Materials provided

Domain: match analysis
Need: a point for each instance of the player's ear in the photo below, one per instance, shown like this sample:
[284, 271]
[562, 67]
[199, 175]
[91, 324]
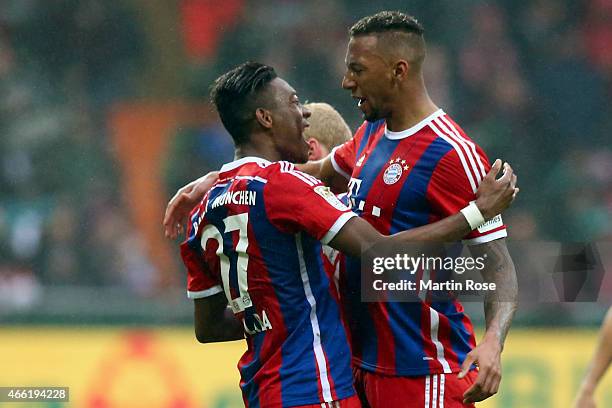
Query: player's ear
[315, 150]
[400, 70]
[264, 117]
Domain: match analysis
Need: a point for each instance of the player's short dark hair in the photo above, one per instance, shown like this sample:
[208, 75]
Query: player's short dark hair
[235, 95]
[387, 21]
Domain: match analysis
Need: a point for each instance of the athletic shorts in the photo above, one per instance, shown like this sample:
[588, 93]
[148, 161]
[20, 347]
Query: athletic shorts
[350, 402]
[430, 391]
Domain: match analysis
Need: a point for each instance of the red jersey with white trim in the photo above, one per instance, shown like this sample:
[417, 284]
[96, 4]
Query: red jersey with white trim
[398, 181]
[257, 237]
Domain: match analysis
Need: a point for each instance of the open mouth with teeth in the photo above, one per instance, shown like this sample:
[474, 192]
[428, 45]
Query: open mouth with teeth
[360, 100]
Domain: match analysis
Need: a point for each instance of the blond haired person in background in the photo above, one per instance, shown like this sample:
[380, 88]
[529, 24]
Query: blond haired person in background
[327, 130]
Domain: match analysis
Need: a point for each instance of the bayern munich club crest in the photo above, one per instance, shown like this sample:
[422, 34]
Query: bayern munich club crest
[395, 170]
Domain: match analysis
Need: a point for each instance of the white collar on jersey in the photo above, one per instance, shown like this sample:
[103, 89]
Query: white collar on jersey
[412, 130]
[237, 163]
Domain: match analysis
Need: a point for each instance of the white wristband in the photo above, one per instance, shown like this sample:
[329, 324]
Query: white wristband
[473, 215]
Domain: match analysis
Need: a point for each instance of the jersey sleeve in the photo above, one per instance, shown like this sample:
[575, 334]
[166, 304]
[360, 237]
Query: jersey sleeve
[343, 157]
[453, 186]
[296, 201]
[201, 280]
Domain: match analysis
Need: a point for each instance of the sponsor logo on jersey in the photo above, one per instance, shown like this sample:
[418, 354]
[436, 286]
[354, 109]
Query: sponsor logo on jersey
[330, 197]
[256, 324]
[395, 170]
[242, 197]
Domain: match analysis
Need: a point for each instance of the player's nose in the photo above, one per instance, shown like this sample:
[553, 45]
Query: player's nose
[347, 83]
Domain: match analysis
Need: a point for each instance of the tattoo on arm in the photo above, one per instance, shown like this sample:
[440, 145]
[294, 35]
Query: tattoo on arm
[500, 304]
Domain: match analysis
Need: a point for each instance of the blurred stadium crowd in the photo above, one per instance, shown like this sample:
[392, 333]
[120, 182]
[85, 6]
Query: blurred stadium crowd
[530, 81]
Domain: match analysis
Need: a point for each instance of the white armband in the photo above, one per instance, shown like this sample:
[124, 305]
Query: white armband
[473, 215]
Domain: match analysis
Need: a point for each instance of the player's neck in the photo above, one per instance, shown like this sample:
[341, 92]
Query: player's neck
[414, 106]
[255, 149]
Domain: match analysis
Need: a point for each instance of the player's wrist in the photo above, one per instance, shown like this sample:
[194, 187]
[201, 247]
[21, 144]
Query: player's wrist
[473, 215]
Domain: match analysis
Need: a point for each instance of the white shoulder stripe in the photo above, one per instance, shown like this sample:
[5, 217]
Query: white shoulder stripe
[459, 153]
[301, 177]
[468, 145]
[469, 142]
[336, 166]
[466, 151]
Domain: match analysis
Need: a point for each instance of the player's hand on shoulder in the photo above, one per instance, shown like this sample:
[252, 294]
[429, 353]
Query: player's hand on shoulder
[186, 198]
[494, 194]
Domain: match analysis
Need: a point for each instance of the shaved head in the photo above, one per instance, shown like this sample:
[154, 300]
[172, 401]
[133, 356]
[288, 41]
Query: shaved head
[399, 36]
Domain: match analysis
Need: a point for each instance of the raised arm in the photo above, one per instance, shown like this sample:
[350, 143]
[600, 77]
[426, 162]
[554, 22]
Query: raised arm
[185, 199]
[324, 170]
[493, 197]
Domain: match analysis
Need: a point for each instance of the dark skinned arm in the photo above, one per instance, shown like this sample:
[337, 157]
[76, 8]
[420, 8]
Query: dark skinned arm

To be done
List every line of the data above that contains the word "teeth". Matching is case-sensitive.

Task output
Need: a point for each instance of the open mouth with teeth in the photo above, one per instance, shown like this sample:
Query: open mouth with teeth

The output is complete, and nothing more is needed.